(Free-text object descriptions)

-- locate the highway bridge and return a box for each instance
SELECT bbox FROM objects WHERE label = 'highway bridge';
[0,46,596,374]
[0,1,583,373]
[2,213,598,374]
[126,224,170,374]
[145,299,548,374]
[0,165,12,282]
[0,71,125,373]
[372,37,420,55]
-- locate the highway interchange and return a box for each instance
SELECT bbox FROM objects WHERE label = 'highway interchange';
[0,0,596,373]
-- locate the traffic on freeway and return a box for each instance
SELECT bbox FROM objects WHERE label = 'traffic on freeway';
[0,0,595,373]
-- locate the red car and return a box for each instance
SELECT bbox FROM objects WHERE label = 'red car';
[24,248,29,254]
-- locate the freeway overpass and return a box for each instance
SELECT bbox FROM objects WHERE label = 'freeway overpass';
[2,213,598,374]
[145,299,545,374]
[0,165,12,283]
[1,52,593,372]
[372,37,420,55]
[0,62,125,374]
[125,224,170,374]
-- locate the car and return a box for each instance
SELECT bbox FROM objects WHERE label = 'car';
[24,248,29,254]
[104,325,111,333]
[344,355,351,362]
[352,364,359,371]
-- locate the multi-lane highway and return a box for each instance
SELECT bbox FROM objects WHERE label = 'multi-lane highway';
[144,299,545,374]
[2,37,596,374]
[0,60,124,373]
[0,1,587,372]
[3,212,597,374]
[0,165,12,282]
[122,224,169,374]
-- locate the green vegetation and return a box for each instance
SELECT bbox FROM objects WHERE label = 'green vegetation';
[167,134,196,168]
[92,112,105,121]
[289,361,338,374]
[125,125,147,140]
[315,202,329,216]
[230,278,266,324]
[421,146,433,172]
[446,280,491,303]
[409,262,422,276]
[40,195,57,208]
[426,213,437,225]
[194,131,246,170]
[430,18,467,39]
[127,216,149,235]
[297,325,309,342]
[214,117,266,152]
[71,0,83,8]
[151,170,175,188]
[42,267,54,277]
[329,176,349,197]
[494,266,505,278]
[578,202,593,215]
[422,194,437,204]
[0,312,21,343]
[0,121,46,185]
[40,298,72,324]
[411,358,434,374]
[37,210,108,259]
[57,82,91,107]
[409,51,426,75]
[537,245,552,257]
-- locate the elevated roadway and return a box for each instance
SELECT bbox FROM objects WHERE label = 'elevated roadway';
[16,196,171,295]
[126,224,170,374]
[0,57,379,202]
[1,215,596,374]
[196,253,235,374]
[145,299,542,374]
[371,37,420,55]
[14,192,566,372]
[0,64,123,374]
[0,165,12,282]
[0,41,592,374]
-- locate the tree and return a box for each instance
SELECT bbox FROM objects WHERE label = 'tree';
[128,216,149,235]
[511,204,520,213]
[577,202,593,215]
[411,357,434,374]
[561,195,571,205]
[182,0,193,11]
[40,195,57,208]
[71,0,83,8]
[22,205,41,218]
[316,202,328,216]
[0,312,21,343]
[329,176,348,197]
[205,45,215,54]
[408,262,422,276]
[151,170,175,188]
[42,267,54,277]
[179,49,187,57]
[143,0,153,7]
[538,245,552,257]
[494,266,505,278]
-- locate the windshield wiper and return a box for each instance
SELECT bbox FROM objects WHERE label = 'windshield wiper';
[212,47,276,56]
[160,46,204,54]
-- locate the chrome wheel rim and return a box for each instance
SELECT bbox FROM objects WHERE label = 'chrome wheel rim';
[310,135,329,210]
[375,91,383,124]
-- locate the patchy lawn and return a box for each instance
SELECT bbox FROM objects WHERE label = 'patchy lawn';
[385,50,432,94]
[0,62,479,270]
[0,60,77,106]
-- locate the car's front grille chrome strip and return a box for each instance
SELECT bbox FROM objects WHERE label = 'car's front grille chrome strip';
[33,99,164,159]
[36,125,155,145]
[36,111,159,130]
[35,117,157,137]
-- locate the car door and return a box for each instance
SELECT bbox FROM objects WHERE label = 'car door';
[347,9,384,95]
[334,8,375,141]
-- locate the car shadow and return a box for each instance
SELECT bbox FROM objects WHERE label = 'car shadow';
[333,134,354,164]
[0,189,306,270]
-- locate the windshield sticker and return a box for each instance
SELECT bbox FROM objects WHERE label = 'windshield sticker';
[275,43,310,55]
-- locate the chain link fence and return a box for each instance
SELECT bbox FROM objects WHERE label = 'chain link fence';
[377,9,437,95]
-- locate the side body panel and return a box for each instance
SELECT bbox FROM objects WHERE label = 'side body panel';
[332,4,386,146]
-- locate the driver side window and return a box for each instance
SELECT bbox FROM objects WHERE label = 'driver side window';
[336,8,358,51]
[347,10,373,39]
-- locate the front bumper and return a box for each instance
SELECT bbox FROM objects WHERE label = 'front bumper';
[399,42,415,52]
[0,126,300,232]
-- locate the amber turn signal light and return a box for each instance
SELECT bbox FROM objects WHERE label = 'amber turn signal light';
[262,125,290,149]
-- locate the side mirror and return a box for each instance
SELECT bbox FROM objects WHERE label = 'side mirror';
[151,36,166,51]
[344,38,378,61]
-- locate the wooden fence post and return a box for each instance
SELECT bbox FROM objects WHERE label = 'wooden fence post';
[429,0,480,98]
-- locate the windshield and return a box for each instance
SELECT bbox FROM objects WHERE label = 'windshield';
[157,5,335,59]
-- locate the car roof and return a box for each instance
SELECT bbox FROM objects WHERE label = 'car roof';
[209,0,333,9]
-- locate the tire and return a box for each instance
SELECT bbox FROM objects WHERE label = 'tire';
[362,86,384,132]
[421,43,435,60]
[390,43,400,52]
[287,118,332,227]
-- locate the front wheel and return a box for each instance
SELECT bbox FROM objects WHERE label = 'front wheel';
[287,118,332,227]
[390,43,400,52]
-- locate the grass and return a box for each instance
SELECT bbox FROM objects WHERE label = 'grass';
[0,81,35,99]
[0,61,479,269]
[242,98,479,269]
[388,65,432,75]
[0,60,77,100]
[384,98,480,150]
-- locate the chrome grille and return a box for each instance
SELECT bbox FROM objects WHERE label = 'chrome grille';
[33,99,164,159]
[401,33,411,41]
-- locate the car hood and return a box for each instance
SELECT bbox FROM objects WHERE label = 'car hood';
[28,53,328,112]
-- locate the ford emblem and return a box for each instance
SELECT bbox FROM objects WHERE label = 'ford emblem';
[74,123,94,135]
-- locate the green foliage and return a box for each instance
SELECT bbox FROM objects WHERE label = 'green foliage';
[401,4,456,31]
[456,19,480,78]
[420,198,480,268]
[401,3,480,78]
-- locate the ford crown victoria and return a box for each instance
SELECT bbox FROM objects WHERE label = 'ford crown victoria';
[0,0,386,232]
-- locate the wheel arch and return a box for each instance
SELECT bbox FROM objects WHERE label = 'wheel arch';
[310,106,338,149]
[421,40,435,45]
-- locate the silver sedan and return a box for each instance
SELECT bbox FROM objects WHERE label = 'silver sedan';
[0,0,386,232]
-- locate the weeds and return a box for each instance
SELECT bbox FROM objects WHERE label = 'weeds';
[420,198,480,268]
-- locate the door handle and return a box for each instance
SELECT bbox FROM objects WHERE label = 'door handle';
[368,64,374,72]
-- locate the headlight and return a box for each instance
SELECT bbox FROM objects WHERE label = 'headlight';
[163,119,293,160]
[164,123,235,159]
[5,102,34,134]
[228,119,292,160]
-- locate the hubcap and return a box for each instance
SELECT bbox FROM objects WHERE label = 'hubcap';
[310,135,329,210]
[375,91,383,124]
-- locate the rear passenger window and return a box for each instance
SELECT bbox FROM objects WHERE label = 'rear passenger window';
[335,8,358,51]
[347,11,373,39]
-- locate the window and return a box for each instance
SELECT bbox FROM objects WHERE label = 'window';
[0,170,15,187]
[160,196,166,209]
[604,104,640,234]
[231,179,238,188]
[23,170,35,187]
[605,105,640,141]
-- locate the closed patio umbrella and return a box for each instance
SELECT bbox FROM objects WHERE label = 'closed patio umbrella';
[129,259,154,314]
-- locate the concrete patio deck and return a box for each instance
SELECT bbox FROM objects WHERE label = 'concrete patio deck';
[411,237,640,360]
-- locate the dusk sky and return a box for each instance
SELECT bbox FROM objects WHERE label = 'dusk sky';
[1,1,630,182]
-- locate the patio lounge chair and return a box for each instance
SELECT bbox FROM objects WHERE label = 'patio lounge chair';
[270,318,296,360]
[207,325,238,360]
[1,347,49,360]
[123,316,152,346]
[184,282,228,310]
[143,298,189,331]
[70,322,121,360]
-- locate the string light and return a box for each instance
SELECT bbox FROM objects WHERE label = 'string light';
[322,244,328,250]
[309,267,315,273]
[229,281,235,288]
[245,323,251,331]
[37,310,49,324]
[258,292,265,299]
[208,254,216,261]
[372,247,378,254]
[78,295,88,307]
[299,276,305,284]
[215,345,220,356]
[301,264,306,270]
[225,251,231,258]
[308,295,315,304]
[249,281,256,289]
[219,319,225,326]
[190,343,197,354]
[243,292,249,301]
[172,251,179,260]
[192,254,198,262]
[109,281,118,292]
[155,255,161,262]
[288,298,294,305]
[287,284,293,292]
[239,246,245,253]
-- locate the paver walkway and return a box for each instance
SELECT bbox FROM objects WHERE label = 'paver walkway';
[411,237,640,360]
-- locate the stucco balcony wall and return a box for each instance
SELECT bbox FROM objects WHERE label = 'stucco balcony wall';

### Work request:
Respond with one number, namely the count of lines in the entries above that hold the word "wall".

### Result for this exercise:
2